Begin SELECTED EXTRACT

In cricket, a batter reaches a century when he or she scores 100 or more runs in a single innings. A century is regarded as a landmark score for a batter, and their number of centuries is generally recorded in their career statistics. The Big Bash League (BBL) is a professional league for Twenty20 cricket in Australia, which has been held annually since its first edition in 2011–12. In the eleven seasons played, 32 centuries have been scored. Batters from all of the eight franchises have scored centuries.

The first century in BBL was scored in the second match on 17 December 2011 at Melbourne Cricket Ground, Melbourne by David Warner for Sydney Thunder against the Melbourne Stars. Of the 36 centuries, only five have been scored by overseas batters, i.e. non-Australians (two by Luke Wright, one by Chris Gayle, one by Alex Hales and one by Colin Munro), while 27 of those have been scored by Australian batters. Ben McDermott is the only player to have scored three BBL centuries, and Alex Carey, Craig Simmons, Usman Khawaja, Luke Wright, D’Arcy Short, Aaron Finch, Glenn Maxwell and Steve Smith are the only batters to score two centuries in the league's history.

End SELECTED EXTRACT

### [GOAL A]
Tally the lines in the records below that contain the string "building". Reply with the number alone.

Begin DATA ENTRIES

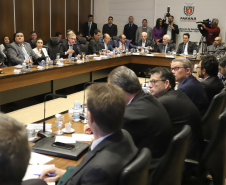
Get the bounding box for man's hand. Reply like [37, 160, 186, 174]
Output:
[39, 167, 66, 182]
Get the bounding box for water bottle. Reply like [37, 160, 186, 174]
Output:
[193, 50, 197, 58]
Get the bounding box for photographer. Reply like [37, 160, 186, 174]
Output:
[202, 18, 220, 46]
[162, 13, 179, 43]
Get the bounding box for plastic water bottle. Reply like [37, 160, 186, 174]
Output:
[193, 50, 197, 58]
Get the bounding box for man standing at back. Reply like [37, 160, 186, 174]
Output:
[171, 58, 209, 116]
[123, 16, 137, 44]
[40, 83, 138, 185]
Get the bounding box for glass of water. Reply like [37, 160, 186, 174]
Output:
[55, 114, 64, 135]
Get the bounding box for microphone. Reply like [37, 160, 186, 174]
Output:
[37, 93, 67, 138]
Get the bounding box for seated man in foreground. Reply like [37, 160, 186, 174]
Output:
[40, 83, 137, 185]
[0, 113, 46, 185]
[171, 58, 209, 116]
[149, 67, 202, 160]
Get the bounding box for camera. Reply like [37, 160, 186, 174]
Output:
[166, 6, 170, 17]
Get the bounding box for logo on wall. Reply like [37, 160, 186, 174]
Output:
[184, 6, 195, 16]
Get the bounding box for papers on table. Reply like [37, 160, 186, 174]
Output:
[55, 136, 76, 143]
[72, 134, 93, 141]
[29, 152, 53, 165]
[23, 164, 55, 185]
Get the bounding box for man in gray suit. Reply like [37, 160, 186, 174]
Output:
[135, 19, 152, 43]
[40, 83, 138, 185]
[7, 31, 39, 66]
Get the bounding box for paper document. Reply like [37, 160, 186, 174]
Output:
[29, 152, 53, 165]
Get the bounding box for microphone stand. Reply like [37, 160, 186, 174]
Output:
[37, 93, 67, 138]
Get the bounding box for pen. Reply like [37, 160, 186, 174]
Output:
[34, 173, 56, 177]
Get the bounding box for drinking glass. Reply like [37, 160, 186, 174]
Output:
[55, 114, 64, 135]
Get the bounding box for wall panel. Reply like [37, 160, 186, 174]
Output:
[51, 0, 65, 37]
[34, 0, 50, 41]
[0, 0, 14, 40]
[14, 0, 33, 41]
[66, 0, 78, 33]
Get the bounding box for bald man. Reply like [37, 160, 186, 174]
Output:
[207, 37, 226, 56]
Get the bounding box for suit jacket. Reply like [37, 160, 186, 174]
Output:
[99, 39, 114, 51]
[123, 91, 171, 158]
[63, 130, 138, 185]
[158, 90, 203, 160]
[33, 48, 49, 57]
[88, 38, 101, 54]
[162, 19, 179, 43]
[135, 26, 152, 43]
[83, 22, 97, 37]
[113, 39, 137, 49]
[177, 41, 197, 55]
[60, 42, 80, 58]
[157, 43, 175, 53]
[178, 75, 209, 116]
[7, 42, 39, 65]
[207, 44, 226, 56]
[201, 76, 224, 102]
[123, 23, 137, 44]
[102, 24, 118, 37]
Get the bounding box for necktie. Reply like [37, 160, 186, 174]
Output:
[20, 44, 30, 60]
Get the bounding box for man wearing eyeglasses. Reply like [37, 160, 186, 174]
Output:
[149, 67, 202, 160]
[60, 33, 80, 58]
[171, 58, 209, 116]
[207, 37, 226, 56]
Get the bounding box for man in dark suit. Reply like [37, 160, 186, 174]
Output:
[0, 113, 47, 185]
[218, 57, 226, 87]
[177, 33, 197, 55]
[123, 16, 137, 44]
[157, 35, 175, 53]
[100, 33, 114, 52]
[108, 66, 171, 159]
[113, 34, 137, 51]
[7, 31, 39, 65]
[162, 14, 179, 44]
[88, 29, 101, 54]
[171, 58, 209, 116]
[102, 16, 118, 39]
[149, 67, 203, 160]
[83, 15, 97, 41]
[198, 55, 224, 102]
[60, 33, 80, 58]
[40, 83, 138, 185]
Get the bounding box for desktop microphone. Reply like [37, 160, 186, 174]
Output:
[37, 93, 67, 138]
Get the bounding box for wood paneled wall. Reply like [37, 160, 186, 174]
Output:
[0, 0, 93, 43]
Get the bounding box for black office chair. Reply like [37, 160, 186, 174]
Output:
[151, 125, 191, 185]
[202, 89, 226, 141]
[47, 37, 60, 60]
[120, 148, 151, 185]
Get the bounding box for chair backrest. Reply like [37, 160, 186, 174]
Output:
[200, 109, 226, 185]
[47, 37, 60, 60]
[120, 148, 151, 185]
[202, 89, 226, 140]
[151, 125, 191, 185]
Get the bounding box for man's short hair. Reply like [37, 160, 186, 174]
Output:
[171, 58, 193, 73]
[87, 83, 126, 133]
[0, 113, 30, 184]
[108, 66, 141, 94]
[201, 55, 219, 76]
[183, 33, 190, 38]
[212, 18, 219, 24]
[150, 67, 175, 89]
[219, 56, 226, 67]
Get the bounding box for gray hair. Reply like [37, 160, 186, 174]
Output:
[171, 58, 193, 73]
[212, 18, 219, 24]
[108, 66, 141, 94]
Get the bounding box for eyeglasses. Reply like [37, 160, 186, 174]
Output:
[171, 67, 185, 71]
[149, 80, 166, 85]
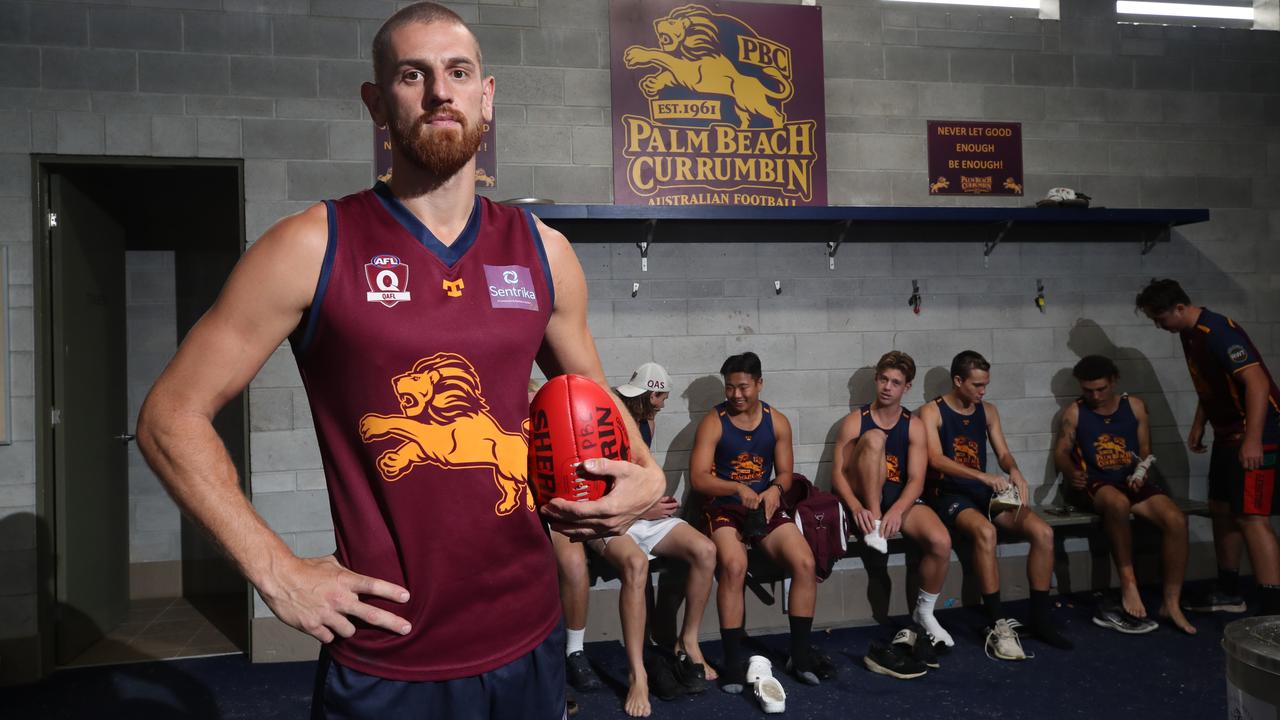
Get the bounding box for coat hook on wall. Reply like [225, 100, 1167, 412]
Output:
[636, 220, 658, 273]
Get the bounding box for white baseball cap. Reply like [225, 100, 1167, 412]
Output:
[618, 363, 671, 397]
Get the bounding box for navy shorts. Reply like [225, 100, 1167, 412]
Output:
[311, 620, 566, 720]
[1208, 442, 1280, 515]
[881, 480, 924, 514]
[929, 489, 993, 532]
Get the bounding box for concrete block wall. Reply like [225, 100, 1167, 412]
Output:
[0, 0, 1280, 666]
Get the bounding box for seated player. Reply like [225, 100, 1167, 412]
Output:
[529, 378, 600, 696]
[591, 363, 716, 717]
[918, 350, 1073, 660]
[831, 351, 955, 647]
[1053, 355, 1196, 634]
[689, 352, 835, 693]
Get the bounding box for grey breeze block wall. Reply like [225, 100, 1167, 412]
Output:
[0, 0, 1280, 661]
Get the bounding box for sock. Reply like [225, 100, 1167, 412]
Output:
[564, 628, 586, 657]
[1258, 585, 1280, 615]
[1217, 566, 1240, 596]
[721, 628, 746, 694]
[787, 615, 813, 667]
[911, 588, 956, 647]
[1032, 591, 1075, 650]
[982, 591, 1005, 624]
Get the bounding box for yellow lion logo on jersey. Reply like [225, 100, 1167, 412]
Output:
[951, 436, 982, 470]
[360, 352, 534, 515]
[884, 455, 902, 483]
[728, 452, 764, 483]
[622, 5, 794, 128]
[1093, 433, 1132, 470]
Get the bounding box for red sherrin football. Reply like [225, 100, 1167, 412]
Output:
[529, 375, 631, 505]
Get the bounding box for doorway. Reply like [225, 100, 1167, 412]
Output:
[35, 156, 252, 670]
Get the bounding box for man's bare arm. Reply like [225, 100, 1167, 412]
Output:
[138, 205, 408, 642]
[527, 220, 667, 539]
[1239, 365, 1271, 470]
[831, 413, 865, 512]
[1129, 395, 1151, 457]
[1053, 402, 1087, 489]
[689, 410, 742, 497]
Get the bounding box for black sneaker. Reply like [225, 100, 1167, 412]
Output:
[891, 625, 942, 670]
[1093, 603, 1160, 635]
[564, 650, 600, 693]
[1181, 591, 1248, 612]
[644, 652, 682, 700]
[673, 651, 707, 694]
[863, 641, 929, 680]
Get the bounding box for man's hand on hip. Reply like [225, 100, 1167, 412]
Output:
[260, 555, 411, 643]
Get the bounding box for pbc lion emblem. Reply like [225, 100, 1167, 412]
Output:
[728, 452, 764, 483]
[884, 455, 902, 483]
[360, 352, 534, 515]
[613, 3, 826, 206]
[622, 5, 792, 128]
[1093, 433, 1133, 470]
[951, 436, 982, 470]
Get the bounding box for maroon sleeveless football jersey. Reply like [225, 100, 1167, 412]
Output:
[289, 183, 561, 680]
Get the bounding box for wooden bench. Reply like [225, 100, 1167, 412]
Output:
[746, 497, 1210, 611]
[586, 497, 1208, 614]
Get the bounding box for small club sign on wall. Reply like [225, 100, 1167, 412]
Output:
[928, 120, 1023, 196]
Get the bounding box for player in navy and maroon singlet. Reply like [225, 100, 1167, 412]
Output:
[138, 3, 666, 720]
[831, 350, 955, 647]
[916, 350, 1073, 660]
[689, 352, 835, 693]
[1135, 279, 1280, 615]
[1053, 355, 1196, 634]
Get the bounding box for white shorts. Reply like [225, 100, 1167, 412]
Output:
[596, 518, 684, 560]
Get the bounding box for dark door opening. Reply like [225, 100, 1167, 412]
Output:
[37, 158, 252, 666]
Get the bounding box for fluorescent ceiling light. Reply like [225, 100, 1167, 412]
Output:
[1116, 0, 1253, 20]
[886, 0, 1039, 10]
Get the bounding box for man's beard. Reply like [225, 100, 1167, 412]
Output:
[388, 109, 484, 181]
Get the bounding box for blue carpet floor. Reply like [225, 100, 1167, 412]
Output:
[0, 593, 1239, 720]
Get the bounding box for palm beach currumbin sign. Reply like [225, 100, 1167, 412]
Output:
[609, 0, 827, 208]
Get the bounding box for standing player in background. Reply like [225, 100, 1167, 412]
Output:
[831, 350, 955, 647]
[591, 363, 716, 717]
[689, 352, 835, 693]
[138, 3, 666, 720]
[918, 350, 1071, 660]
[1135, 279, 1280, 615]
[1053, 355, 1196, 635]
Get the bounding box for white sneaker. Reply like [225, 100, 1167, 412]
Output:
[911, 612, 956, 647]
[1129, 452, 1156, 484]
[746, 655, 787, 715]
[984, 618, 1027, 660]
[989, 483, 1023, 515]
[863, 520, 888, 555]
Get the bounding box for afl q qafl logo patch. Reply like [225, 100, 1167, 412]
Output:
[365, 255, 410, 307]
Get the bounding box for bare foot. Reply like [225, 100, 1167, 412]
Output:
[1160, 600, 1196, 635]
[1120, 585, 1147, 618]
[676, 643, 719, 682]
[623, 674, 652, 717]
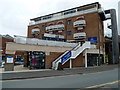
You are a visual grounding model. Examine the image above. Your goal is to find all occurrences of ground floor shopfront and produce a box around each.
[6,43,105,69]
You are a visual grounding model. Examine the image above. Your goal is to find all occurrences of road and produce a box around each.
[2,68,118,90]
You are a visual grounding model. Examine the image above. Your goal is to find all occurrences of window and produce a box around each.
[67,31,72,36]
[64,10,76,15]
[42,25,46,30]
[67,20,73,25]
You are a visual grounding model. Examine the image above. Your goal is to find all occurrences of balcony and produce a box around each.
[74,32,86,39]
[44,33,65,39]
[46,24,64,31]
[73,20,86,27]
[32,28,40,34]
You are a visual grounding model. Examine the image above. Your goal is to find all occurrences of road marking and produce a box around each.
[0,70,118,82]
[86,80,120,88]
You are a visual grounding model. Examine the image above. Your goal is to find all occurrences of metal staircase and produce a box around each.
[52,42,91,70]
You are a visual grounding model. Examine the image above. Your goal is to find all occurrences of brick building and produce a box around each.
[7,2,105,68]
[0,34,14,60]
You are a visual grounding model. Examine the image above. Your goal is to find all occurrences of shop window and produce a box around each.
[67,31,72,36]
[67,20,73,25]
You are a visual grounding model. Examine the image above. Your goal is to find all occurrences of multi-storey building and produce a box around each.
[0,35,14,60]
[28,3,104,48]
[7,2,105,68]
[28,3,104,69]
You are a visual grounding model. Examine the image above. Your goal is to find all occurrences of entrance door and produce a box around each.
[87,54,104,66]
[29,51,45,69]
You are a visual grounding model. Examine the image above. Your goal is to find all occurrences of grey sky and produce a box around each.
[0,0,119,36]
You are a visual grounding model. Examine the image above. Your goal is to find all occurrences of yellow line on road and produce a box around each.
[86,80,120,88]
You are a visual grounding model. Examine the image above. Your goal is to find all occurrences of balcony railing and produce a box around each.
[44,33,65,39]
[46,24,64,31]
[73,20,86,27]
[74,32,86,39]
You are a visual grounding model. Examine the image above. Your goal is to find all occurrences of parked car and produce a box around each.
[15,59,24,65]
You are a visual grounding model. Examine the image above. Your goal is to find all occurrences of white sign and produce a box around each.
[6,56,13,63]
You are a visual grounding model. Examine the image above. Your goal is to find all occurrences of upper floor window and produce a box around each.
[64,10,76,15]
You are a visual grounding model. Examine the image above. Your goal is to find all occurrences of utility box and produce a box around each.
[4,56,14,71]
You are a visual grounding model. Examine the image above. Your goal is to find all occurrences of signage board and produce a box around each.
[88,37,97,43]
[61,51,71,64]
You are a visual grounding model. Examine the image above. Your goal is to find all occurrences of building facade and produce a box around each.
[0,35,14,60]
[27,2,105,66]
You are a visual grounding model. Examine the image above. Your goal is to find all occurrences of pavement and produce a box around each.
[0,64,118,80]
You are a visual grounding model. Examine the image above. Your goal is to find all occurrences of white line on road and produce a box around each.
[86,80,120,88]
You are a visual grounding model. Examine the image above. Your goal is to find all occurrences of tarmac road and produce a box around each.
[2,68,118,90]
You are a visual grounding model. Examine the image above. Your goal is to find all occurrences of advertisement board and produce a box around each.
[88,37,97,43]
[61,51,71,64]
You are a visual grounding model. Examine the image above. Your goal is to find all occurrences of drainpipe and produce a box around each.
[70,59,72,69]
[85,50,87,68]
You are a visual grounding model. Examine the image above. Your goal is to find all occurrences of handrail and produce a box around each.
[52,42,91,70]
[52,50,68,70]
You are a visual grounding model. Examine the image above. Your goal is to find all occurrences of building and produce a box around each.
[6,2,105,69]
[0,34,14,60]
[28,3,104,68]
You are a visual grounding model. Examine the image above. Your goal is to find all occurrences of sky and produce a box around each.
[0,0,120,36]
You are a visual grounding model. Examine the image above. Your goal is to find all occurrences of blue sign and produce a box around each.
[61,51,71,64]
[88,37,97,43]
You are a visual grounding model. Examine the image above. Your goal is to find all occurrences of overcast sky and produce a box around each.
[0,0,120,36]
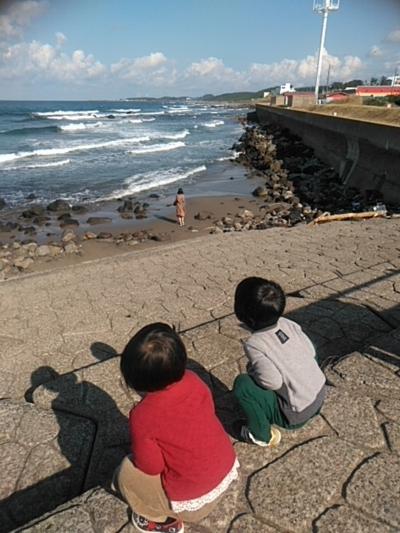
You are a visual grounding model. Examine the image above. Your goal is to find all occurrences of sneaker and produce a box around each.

End DATA ENTRIES

### [GOAL B]
From the passage on Big Bash League centuries above, retype everything from "In cricket, a" down to "have scored centuries." without any changes.

### [PROBLEM SOLUTION A]
4

### [PROBLEM SOLUTION B]
In cricket, a batter reaches a century when he or she scores 100 or more runs in a single innings. A century is regarded as a landmark score for a batter, and their number of centuries is generally recorded in their career statistics. The Big Bash League (BBL) is a professional league for Twenty20 cricket in Australia, which has been held annually since its first edition in 2011–12. In the eleven seasons played, 32 centuries have been scored. Batters from all of the eight franchises have scored centuries.